--- Start ---
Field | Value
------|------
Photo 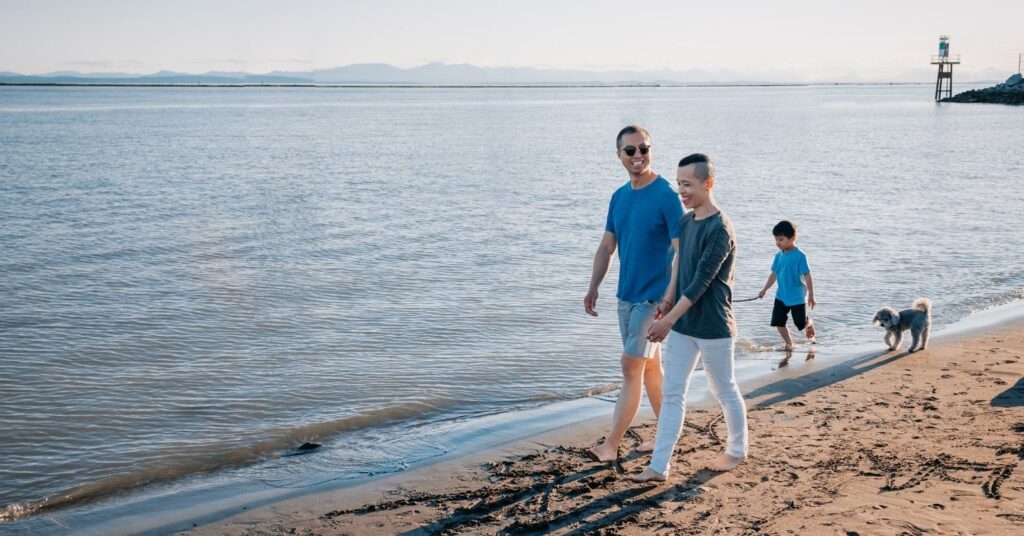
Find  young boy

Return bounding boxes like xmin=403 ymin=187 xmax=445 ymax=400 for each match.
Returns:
xmin=758 ymin=219 xmax=816 ymax=349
--- End ---
PROBLEM TO WORK ON
Repeat the lines above word for word, leaving the pictures out of your answer.

SOLUTION FOR THIS EXERCISE
Field | Value
------|------
Photo 
Find  young boy

Return bounding boxes like xmin=403 ymin=187 xmax=445 ymax=400 for each match.
Returns:
xmin=758 ymin=219 xmax=816 ymax=349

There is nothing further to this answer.